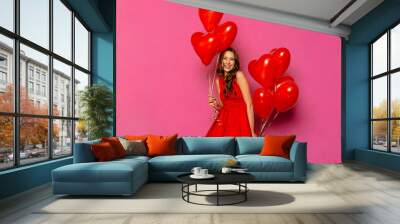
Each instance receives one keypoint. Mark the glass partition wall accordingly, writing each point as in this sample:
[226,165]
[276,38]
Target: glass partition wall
[385,91]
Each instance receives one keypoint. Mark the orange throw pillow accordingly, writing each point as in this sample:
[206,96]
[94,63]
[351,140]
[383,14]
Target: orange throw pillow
[116,145]
[161,145]
[136,137]
[277,145]
[103,152]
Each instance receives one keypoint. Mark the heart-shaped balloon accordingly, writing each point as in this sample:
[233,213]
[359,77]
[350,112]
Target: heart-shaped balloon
[226,33]
[210,19]
[263,102]
[281,57]
[282,79]
[205,45]
[286,95]
[263,70]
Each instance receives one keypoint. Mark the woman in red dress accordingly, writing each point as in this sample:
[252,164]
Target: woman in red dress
[235,110]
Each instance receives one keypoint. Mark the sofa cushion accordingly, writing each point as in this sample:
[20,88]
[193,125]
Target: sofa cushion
[111,171]
[277,145]
[134,147]
[206,145]
[257,163]
[116,145]
[83,152]
[161,145]
[185,163]
[249,145]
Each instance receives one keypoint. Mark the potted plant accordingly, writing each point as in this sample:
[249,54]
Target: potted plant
[97,106]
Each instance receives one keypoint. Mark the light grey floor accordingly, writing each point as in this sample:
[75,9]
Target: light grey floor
[353,182]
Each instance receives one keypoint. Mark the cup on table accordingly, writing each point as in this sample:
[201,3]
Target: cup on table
[226,170]
[203,172]
[196,171]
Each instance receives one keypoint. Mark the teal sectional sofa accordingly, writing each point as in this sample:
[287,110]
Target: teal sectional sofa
[125,176]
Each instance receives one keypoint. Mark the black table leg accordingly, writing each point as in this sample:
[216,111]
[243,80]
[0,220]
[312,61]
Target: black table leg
[245,193]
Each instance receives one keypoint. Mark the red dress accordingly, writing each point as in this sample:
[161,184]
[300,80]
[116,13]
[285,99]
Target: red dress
[232,117]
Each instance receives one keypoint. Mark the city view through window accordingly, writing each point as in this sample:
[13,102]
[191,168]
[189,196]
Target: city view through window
[39,114]
[385,91]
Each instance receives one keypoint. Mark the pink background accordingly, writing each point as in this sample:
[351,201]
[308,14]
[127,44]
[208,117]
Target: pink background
[162,85]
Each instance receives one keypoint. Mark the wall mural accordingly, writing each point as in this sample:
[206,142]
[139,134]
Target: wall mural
[229,92]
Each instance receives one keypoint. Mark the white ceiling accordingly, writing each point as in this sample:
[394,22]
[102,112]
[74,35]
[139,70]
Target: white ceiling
[327,16]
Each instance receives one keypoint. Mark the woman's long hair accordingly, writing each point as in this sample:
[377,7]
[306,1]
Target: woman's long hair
[228,79]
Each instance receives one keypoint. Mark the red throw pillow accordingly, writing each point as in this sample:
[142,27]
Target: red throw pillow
[277,145]
[103,152]
[116,145]
[161,145]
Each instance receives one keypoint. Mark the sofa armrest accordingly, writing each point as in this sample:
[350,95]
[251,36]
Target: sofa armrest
[83,152]
[298,155]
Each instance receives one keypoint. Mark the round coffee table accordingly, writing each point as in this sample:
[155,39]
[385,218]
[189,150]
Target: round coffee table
[238,179]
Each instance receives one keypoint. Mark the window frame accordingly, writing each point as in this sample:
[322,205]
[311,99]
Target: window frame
[16,115]
[388,74]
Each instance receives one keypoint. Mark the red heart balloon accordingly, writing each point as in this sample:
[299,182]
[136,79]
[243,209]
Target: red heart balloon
[286,95]
[226,33]
[262,70]
[210,19]
[263,102]
[281,57]
[205,45]
[282,79]
[251,68]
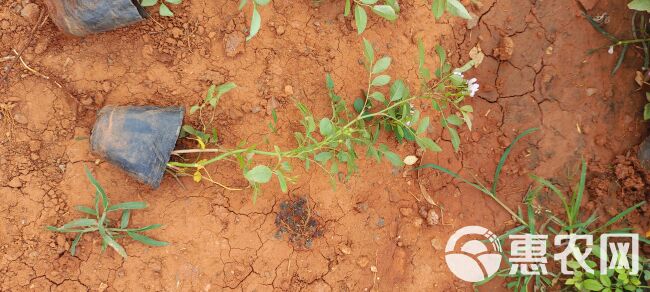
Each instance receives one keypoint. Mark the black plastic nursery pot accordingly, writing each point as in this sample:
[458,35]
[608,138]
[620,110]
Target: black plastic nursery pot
[83,17]
[138,139]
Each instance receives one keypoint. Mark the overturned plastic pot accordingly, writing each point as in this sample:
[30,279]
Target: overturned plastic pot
[138,139]
[83,17]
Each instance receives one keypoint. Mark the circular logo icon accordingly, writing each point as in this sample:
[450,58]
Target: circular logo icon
[473,253]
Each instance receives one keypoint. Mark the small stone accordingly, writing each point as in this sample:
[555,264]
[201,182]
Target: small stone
[417,222]
[177,32]
[233,43]
[271,104]
[433,218]
[406,212]
[279,30]
[20,118]
[30,12]
[591,91]
[361,207]
[288,90]
[363,261]
[436,244]
[102,287]
[87,101]
[15,183]
[381,222]
[505,49]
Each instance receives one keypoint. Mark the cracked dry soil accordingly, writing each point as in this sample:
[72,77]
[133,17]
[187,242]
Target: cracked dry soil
[536,73]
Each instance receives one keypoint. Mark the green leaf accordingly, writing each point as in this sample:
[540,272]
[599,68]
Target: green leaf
[639,5]
[145,239]
[428,144]
[111,242]
[456,8]
[385,11]
[148,3]
[259,174]
[124,223]
[358,104]
[80,223]
[592,285]
[394,159]
[455,139]
[325,126]
[438,8]
[360,18]
[127,206]
[87,210]
[323,156]
[256,21]
[164,11]
[398,90]
[605,281]
[380,80]
[381,65]
[440,51]
[242,3]
[378,96]
[368,52]
[422,127]
[149,227]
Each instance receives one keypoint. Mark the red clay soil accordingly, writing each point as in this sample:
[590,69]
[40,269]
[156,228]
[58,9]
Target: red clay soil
[536,73]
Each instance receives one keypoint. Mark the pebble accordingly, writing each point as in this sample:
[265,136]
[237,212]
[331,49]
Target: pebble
[280,30]
[363,261]
[288,90]
[433,218]
[15,183]
[30,12]
[406,212]
[20,118]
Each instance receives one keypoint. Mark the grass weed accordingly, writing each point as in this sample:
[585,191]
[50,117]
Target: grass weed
[101,224]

▬▬▬▬▬▬▬▬▬▬

** Work to do **
Arrange every line of the records above as a numbered list, dropping any blank lines. Leave the pictures out of your answer.

** Reply **
1. Each instance receives one keypoint. Mark the glass partition wall accordingly, writing each point as in this sample:
2. [226,165]
3. [276,38]
4. Target: glass partition wall
5. [385,91]
6. Each instance receives one keypoint. Mark the orange throw pillow accordingly, writing each point as in this sample:
7. [206,96]
8. [94,63]
9. [351,140]
10. [383,14]
11. Target: orange throw pillow
12. [116,145]
13. [161,145]
14. [136,137]
15. [277,145]
16. [103,152]
17. Each instance receives one keypoint. Mark the heart-shaped balloon accordingly, writing each point as in this sample:
18. [233,213]
19. [359,77]
20. [350,112]
21. Target: heart-shaped balloon
22. [226,33]
23. [210,19]
24. [263,102]
25. [281,57]
26. [282,79]
27. [205,45]
28. [286,95]
29. [263,70]
30. Each instance receives one keypoint. Mark the woman in red dress accordingly, writing each point as in this sample:
31. [252,164]
32. Target: woman in red dress
33. [235,110]
34. Each instance receives one keypoint. Mark the sofa cushion accordingly, writing each point as in this sample:
35. [20,88]
36. [193,125]
37. Target: sofa cushion
38. [111,171]
39. [277,145]
40. [134,147]
41. [206,145]
42. [257,163]
43. [116,145]
44. [83,152]
45. [161,145]
46. [185,163]
47. [249,145]
48. Each instance receives one keypoint. Mark the potted plant accordingly, writing each point as in this sample:
49. [249,54]
50. Target: potted plant
51. [97,106]
52. Each instance receives one keypoint. Mark the light grey floor accordingly, writing each point as in this sample:
53. [75,9]
54. Target: light grey floor
55. [353,182]
56. Each instance receives one keypoint. Mark the cup on table accordingly, writing each point as in this sample:
57. [201,3]
58. Target: cup on table
59. [226,170]
60. [203,172]
61. [196,171]
62. Each instance receives one keypoint. Mark the teal sectional sofa accordingly, writing each point as in this sample:
63. [287,110]
64. Target: teal sectional sofa
65. [125,176]
66. Each instance receives one keypoint. Mark the black table leg accordingly, writing each point as in this sample:
67. [216,111]
68. [243,80]
69. [0,220]
70. [312,61]
71. Target: black table leg
72. [245,193]
73. Each instance receives one keypoint. Mark the red dress accordingly, writing each point as in this sample:
74. [161,184]
75. [300,80]
76. [116,13]
77. [285,99]
78. Target: red dress
79. [232,117]
80. Each instance receives one keypoint. Mark the city view through window accordingly, writing each point as in this sample:
81. [13,102]
82. [191,168]
83. [189,196]
84. Target: city view through window
85. [39,114]
86. [385,91]
87. Each instance receives one keypoint. Mark the pink background accordingly, writing each point as in this sample:
88. [351,201]
89. [308,14]
90. [127,44]
91. [208,117]
92. Target: pink background
93. [162,85]
94. Each instance receives one keypoint. Mark the wall mural accordingly, writing each point as in this sample:
95. [206,142]
96. [139,134]
97. Target: wall mural
98. [229,92]
99. Each instance receives one keypoint. Mark the white ceiling accordingly, writing each point as in this sample:
100. [394,22]
101. [102,112]
102. [74,35]
103. [139,70]
104. Target: white ceiling
105. [327,16]
106. Each instance receives one keypoint. Mark the woman's long hair accordingly, writing each point as in this sample:
107. [377,7]
108. [306,1]
109. Target: woman's long hair
110. [228,79]
111. Each instance receives one keypoint. Mark the red throw pillow accordingly, writing each point as in this sample:
112. [142,27]
113. Target: red throw pillow
114. [277,145]
115. [103,152]
116. [116,145]
117. [161,145]
118. Each instance receives one keypoint. Mark the sofa armrest accordingly, writing each point as in this sample:
119. [350,95]
120. [251,36]
121. Target: sofa armrest
122. [83,152]
123. [298,155]
124. Each instance receives one keypoint. Mark the round coffee table accordingly, writing each point as in this sample:
125. [155,39]
126. [385,218]
127. [189,150]
128. Target: round coffee table
129. [238,179]
130. Each instance receives one keypoint. Mark the window frame accordingly, writing each point as in this sample:
131. [322,205]
132. [311,99]
133. Target: window frame
134. [16,115]
135. [388,74]
136. Each instance receives one keypoint. Mark the red heart balloon accordingly, writing each point as in this sample:
137. [299,182]
138. [136,79]
139. [243,209]
140. Target: red heart balloon
141. [286,95]
142. [226,33]
143. [262,70]
144. [210,19]
145. [263,102]
146. [281,57]
147. [205,45]
148. [282,79]
149. [251,68]
150. Each instance receives one keypoint. Mark the black plastic nursery pot accordingly, writing each point as in this sample:
151. [458,35]
152. [608,138]
153. [620,110]
154. Target: black plastic nursery pot
155. [83,17]
156. [138,139]
157. Each instance receives one keypoint. Mark the overturned plastic pot accordingly, writing each point as in this sample:
158. [30,279]
159. Target: overturned plastic pot
160. [138,139]
161. [83,17]
162. Each instance receives one keypoint. Mark the circular logo icon accordingly, writing each point as in this sample:
163. [450,58]
164. Target: circular logo icon
165. [473,253]
166. Each instance receives one keypoint. Mark the small stone accordingly, writing each point as in this sample:
167. [555,264]
168. [201,182]
169. Target: small stone
170. [417,222]
171. [177,32]
172. [233,43]
173. [271,104]
174. [433,218]
175. [406,212]
176. [279,30]
177. [20,118]
178. [30,12]
179. [591,91]
180. [361,207]
181. [288,90]
182. [363,261]
183. [436,244]
184. [102,287]
185. [87,101]
186. [15,183]
187. [381,222]
188. [505,49]
189. Each instance receives one keypoint. Mark the cracked dry soil accordingly, writing each point as in this sample:
190. [72,77]
191. [133,17]
192. [187,242]
193. Target: cracked dry soil
194. [536,73]
195. Each instance receives one keypoint. Mark the green leaf accordingly, writing each point as in this sample:
196. [540,272]
197. [599,68]
198. Target: green leaf
199. [639,5]
200. [145,239]
201. [428,144]
202. [111,242]
203. [456,8]
204. [385,11]
205. [148,3]
206. [259,174]
207. [124,223]
208. [358,104]
209. [80,223]
210. [592,285]
211. [394,159]
212. [455,139]
213. [325,126]
214. [438,8]
215. [360,18]
216. [127,206]
217. [87,210]
218. [323,156]
219. [256,21]
220. [164,11]
221. [398,90]
222. [605,281]
223. [380,80]
224. [381,65]
225. [440,51]
226. [242,3]
227. [378,96]
228. [368,52]
229. [422,127]
230. [149,227]
231. Each instance receives one keypoint. Mark the red clay soil accordingly, writing each point as in this sample:
232. [590,69]
233. [40,269]
234. [156,228]
235. [58,9]
236. Target: red clay soil
237. [536,73]
238. Each instance receives one keypoint. Mark the pebble accordingly, writing each point as in this sample:
239. [265,136]
240. [237,212]
241. [331,49]
242. Target: pebble
243. [280,30]
244. [363,261]
245. [288,90]
246. [433,218]
247. [15,183]
248. [30,12]
249. [406,212]
250. [20,118]
251. Each instance receives one keypoint. Mark the grass weed accordingly, writing each point as in this sample:
252. [585,191]
253. [50,117]
254. Target: grass weed
255. [101,224]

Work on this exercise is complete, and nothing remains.